Extract every line of the material below that contains the string "bride". The match is case-sensitive.
--- START OF Material for the task ---
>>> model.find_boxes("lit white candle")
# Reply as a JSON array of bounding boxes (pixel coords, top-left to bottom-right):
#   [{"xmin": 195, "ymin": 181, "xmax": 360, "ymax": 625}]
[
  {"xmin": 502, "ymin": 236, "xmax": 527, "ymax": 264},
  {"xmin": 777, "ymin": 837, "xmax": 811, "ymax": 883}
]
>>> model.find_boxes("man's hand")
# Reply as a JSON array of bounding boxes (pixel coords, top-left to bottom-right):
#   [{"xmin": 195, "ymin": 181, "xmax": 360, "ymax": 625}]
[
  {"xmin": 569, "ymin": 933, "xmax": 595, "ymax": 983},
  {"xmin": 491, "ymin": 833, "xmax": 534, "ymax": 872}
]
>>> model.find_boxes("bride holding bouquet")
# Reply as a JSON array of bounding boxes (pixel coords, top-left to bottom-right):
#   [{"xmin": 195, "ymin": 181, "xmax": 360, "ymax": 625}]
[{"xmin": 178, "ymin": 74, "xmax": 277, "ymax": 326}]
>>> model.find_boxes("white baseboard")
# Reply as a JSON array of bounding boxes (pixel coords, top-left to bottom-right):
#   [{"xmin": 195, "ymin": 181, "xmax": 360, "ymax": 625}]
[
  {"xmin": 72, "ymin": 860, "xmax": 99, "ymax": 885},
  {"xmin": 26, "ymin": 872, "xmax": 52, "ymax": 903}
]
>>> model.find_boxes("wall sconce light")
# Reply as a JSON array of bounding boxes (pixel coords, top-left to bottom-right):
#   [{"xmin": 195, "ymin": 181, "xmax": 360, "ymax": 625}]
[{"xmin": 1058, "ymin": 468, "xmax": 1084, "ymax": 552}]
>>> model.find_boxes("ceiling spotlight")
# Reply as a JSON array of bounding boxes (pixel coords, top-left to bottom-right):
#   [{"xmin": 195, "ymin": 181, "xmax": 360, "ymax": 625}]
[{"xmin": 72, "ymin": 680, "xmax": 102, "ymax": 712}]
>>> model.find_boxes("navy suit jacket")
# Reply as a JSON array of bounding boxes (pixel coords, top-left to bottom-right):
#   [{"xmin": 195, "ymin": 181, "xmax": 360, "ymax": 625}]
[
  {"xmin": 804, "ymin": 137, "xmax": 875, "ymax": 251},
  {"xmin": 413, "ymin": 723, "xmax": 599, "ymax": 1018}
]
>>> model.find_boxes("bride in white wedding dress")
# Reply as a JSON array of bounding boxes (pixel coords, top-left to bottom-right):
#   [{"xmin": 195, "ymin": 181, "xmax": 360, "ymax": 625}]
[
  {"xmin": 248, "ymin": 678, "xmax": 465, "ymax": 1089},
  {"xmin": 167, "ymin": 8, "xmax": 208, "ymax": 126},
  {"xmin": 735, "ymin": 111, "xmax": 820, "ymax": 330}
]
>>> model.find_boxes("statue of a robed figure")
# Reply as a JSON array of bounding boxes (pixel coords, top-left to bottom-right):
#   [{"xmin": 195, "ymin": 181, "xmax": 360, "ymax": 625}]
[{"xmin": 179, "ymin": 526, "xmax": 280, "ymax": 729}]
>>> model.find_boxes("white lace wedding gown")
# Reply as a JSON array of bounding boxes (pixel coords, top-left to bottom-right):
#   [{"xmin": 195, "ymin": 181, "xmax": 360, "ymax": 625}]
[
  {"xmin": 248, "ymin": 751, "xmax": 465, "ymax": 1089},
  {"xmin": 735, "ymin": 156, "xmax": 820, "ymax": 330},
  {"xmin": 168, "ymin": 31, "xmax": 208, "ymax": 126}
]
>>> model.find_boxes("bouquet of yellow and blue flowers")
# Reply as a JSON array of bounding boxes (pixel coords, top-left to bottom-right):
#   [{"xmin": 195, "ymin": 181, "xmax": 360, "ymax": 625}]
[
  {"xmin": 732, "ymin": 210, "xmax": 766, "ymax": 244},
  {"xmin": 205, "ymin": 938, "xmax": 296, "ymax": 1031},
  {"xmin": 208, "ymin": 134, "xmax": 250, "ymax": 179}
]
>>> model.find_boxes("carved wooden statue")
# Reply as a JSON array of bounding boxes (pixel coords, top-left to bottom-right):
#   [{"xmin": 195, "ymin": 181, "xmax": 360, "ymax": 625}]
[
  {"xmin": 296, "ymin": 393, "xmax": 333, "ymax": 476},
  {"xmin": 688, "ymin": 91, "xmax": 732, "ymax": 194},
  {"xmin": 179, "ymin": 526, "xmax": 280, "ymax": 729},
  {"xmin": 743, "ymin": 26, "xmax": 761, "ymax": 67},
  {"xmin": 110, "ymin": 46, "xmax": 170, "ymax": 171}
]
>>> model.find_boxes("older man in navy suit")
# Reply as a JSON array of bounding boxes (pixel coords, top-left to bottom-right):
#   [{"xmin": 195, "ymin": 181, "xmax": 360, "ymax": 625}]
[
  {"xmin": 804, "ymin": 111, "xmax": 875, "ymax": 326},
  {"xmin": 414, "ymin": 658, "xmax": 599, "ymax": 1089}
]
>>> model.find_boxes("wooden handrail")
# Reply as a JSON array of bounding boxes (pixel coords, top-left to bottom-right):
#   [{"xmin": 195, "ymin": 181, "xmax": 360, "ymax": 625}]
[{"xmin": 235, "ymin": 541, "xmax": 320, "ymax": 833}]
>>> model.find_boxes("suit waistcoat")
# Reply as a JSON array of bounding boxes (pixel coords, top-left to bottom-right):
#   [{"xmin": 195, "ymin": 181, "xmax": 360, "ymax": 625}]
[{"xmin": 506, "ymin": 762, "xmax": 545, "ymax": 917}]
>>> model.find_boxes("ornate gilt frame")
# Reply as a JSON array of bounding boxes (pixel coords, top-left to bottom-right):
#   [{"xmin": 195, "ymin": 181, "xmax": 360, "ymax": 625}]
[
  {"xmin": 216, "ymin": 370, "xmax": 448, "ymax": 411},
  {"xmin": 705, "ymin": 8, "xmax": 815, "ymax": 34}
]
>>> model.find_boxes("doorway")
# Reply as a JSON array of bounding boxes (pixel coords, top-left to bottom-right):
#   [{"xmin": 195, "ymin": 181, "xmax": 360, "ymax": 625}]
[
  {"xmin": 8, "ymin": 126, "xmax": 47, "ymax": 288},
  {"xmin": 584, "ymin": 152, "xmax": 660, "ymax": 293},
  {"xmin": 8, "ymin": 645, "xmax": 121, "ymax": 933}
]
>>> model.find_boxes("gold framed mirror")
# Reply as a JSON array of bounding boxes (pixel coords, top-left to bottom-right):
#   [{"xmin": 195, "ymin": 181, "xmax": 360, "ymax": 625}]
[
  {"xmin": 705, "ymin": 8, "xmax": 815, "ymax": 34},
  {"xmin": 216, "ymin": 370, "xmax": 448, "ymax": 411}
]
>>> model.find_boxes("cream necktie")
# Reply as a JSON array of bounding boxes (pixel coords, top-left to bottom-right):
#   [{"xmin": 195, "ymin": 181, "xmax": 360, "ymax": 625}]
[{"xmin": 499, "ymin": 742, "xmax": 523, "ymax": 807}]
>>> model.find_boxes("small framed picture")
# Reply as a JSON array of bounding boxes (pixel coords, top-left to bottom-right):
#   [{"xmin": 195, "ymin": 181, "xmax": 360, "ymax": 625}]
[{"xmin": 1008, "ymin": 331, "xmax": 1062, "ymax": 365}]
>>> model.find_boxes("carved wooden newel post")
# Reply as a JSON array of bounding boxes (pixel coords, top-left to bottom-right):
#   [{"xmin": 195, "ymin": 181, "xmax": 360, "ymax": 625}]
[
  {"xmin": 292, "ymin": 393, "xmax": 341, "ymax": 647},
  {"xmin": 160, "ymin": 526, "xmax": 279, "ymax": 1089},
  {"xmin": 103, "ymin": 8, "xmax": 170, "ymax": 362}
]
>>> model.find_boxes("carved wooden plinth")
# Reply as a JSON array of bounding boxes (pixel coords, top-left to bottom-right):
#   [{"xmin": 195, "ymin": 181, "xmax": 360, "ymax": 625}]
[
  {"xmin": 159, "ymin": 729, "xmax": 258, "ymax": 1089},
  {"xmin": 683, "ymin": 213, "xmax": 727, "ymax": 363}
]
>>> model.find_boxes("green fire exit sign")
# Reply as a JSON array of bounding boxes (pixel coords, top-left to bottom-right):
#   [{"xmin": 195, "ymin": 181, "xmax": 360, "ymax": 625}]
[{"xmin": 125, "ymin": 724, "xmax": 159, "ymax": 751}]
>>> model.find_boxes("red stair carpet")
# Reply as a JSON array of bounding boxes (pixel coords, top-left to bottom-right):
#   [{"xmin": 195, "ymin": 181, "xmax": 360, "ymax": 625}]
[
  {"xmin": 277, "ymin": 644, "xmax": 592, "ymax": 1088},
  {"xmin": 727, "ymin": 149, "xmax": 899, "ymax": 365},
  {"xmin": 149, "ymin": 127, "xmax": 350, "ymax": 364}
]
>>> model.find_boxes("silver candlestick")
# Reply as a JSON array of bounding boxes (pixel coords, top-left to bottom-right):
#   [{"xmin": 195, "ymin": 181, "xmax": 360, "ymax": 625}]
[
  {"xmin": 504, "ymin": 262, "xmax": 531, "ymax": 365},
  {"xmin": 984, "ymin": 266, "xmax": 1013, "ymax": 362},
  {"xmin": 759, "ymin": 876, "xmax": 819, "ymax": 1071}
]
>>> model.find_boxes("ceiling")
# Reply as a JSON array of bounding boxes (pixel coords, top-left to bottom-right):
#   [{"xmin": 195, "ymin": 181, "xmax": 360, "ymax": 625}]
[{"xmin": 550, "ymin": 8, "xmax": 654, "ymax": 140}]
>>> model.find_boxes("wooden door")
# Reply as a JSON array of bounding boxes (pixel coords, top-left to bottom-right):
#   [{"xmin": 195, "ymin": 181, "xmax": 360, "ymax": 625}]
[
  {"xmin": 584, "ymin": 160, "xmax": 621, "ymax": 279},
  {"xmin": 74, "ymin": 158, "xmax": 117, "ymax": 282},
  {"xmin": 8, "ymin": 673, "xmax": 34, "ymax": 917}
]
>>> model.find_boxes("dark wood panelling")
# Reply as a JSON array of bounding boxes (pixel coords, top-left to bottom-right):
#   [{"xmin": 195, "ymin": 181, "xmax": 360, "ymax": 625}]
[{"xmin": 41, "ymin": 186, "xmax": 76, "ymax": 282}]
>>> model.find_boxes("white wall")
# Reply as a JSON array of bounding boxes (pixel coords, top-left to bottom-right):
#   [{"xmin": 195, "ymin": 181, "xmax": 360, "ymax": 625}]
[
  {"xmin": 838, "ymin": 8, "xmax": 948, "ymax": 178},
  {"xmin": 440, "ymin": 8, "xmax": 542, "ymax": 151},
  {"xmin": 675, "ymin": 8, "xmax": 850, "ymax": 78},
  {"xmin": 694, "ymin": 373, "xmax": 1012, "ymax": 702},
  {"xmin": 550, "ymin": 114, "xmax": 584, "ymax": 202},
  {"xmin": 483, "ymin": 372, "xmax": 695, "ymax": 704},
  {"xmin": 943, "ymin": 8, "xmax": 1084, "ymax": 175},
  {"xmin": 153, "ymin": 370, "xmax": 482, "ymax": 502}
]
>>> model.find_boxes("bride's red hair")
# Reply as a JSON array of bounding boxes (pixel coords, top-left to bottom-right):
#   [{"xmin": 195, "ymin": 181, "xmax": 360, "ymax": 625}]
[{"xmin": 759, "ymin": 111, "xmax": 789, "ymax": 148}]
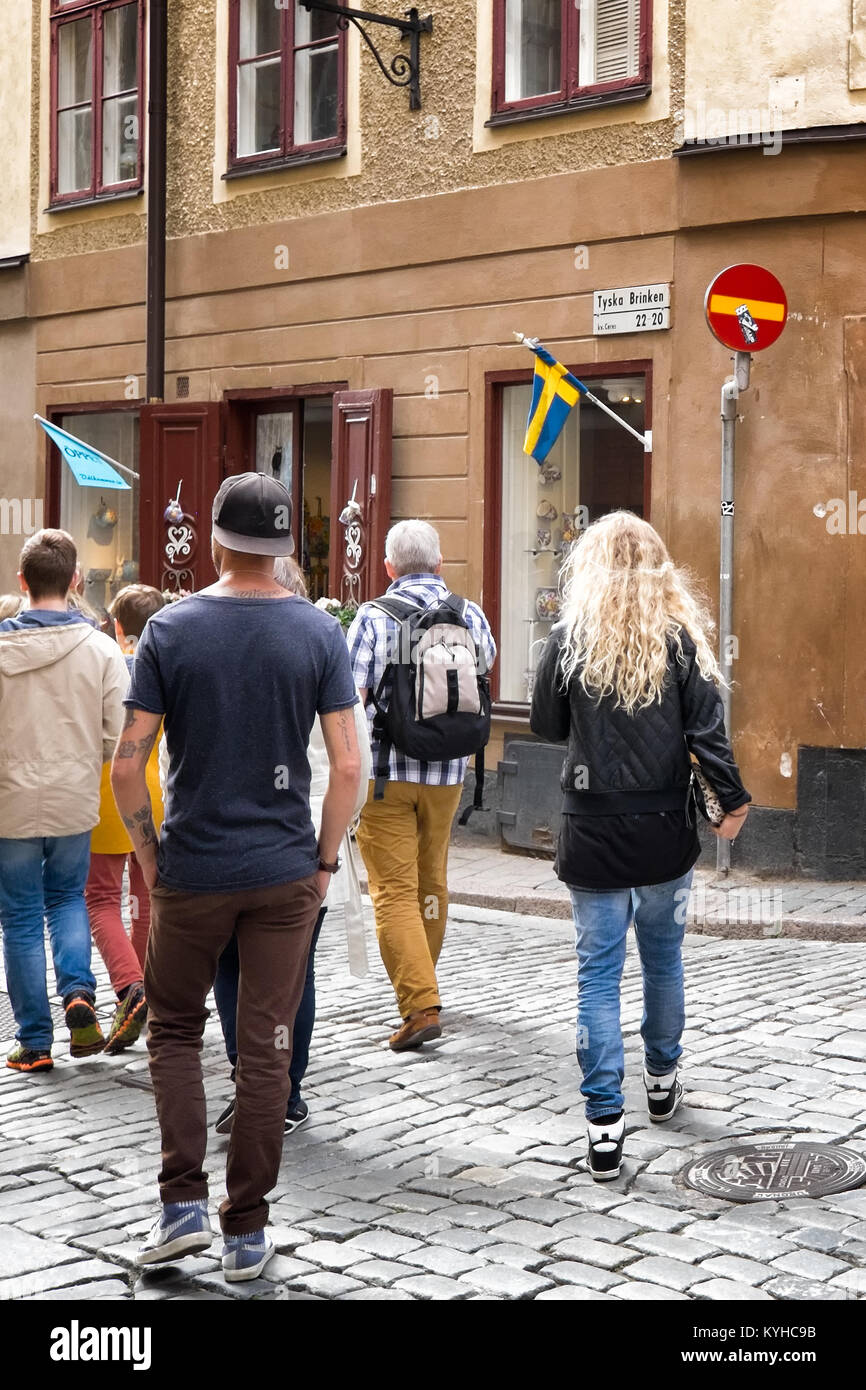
--- END OF Material for the task ---
> [Solution for this task]
>>> model.find_boxes("bride holding bouquet")
>>> model.find_boxes("bride in white wedding dress")
>>> model.find_boxes("bride's red hair")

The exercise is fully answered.